Please output exactly the part of the records below that opens with the line containing "Target: red button on treadmill" and closes with the line containing "Target: black watch strap", both lines included, and nothing else.

## Information given
*** Begin section ***
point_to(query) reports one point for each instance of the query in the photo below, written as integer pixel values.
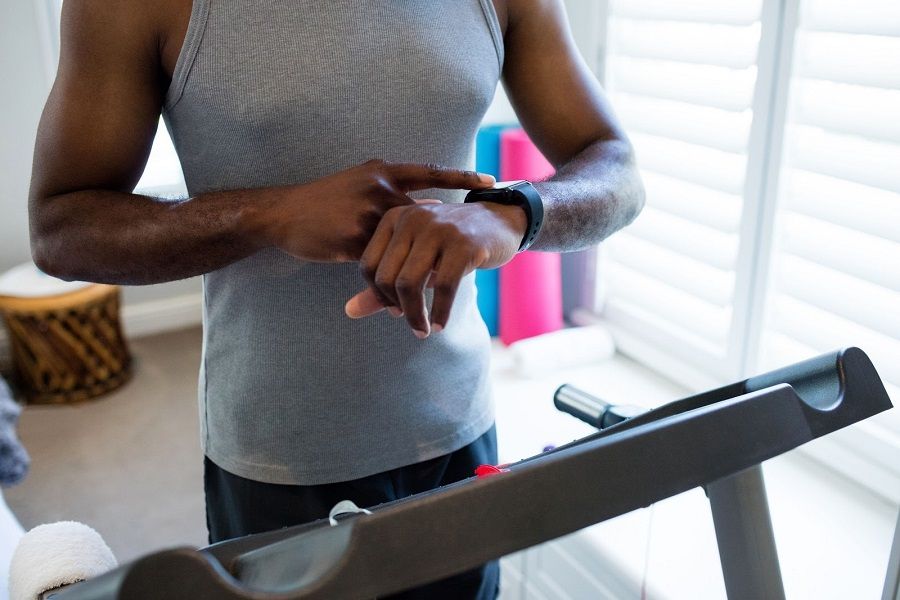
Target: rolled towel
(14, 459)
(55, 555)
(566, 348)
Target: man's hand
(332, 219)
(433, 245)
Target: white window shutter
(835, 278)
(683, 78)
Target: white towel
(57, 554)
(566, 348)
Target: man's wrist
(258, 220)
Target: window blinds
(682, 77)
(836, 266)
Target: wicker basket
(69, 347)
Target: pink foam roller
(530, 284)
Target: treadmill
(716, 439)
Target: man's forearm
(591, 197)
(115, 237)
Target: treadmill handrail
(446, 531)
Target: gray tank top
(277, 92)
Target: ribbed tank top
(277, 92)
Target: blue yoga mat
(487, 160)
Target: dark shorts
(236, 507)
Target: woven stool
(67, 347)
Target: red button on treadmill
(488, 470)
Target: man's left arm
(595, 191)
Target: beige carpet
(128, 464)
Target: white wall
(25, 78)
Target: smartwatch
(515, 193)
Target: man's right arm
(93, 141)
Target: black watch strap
*** End section ***
*** Begin section ***
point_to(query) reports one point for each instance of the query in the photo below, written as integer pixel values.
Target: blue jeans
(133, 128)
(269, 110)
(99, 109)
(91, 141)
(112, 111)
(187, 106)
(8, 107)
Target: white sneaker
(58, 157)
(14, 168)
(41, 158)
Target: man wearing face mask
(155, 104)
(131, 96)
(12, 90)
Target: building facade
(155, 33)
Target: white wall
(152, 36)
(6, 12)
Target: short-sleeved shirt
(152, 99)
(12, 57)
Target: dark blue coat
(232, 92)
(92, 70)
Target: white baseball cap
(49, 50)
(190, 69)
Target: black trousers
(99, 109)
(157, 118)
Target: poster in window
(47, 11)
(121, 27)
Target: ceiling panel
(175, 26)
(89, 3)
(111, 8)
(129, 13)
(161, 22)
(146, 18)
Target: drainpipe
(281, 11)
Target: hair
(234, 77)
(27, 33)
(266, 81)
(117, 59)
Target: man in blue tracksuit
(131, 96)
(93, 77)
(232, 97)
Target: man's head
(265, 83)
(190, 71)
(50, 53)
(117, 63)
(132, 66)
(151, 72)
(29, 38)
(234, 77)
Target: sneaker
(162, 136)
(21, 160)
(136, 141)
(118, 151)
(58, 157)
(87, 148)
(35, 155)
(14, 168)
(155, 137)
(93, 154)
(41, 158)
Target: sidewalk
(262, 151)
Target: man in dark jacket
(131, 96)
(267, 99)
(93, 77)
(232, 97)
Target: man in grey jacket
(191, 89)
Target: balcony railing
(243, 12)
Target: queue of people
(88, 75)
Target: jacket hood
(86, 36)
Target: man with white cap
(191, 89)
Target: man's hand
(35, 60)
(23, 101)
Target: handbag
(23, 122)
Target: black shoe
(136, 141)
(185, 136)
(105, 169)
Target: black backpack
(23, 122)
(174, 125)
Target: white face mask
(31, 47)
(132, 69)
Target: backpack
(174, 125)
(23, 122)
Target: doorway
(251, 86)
*** End section ***
*** Begin section ***
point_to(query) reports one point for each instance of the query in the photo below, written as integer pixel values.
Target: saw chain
*** End section ***
## The completed task
Target: red button on treadmill
(488, 470)
Target: man's left arm
(595, 191)
Target: beige carpet
(128, 464)
Target: white wall
(25, 78)
Target: smartwatch
(515, 193)
Target: man's right arm
(93, 141)
Target: black watch strap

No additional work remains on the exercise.